- **Exercise**:
Rewrite the paragraph of the blog post below that begins "I spend a lot of time in Starbucks" as a short bulleted list, keeping its main facts.

(Excerpted text begins)

Thursday, January 25, 2007

State of Life

I spend a lot of time in Starbucks. Starbucks and I hang out Monday and Friday morning in Torrance, Tuesday and Thursday in Azusa, and Wednesday in Laguna Niguel. It was a strange realization that I am more aware of who works at Starbucks than I am of my neighbors at home. Strange.

This semester marks the middle and second half of my doctorate. It is also the most gruelling schedule I have had to maintain, leaving me exhausted by Friday. I have found that this semester I have asked the questions of "why" and "how" more often than any other semester in my academic career.

The question of "Why". Why do I do this, why did I choose this profession? Why a doctorate? Why this schedule. I have to say that I love what I do when I am with patients, when I am with those precious little children. Hearing the stories is often painful, but as horrible as the story is, to sit, to play, to laugh, to offer hope to parents is beautiful, is renewing, offers hope, to parents but also to me. It is for me, evidence of Christ at work.

(Excerpted text ends)
(Data listing begins)

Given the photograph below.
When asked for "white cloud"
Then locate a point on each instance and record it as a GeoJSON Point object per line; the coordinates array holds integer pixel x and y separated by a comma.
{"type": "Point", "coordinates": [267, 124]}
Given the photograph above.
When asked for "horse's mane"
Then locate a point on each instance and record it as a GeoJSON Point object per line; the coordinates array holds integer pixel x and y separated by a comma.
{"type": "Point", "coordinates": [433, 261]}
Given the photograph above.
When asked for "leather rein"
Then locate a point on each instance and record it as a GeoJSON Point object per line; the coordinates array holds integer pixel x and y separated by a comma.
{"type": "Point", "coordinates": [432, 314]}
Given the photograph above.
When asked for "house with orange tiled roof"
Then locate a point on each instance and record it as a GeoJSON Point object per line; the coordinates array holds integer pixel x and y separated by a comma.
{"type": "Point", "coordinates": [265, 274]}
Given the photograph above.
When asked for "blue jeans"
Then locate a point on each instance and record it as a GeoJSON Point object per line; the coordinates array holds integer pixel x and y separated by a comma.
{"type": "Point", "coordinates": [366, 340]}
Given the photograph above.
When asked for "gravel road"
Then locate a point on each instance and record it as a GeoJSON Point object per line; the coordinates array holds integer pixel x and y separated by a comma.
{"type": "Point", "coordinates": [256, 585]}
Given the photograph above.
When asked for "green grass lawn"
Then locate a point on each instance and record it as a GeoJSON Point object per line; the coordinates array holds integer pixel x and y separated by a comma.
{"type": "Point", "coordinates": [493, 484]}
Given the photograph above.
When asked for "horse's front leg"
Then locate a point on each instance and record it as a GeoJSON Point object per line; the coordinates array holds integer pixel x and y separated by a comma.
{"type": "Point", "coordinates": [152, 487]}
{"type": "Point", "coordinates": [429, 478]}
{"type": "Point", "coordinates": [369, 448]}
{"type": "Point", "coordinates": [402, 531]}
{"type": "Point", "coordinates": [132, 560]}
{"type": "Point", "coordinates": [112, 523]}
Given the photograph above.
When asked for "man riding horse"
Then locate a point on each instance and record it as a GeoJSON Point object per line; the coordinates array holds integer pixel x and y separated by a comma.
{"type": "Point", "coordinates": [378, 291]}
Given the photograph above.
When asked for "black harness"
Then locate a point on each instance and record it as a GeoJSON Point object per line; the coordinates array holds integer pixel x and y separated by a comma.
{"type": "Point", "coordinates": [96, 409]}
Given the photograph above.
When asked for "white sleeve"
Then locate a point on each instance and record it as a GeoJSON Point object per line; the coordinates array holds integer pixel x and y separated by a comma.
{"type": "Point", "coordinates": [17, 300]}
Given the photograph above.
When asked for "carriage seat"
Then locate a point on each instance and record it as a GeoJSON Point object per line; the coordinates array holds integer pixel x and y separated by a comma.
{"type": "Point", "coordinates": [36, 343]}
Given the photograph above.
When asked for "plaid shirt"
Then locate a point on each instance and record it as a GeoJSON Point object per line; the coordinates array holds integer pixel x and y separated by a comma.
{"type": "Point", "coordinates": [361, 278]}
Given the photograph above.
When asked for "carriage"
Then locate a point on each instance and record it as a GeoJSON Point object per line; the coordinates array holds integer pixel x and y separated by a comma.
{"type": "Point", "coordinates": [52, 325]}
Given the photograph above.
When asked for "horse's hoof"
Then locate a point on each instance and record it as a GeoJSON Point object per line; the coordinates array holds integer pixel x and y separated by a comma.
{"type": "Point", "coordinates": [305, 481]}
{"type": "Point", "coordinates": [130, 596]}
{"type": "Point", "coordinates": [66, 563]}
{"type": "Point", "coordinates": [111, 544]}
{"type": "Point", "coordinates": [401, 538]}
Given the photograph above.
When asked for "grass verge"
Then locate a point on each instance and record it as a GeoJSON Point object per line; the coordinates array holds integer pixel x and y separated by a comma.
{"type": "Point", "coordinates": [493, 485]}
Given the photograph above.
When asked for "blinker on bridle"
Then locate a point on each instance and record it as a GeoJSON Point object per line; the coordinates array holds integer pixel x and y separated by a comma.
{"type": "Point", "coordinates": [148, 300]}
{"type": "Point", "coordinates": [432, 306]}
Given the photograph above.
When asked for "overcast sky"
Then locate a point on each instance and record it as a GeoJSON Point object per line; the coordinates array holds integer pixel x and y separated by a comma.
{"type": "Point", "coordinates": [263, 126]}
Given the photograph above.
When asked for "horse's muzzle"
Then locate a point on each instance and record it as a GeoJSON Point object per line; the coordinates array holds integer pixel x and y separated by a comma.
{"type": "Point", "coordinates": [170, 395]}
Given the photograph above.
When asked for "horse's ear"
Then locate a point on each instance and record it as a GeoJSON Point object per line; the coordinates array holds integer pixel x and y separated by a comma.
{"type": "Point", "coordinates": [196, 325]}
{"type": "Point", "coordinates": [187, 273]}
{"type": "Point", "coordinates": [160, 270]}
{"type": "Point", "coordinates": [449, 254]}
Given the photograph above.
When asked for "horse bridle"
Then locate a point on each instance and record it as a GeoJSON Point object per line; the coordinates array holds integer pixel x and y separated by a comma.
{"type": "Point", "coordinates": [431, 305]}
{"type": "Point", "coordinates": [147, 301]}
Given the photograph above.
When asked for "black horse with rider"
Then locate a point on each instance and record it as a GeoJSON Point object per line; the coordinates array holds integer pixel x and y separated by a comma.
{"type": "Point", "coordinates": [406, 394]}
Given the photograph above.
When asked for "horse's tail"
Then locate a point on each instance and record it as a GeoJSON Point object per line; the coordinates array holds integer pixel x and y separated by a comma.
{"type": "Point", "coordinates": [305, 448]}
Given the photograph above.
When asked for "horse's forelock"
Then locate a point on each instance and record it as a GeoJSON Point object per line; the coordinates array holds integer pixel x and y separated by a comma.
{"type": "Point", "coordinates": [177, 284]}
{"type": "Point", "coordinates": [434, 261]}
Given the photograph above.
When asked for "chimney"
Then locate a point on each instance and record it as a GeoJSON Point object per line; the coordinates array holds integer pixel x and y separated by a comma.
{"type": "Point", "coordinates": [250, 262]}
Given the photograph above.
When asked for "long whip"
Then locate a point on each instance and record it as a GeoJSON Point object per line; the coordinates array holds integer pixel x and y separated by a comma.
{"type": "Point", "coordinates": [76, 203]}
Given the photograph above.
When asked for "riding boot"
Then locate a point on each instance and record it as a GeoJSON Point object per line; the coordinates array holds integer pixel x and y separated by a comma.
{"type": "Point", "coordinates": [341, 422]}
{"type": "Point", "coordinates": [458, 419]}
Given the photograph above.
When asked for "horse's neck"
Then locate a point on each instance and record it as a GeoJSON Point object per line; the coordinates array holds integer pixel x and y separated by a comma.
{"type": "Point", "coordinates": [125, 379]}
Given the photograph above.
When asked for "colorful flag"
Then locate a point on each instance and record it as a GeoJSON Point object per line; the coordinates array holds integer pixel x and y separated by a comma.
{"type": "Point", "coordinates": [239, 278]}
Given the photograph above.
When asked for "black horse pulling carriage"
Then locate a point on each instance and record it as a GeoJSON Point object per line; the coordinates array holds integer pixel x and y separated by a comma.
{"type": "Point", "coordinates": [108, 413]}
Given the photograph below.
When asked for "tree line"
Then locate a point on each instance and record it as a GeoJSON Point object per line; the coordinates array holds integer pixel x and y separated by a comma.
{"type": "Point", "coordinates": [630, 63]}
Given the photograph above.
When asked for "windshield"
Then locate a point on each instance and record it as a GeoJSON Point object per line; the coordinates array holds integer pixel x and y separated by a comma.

(Data listing ends)

- **Solved exercise**:
- The writer spends a lot of time in Starbucks.
- Locations by day: Torrance on Monday and Friday mornings, Azusa on Tuesday and Thursday, Laguna Niguel on Wednesday.
- The writer found it strange to realize being more aware of who works at Starbucks than of the neighbors at home.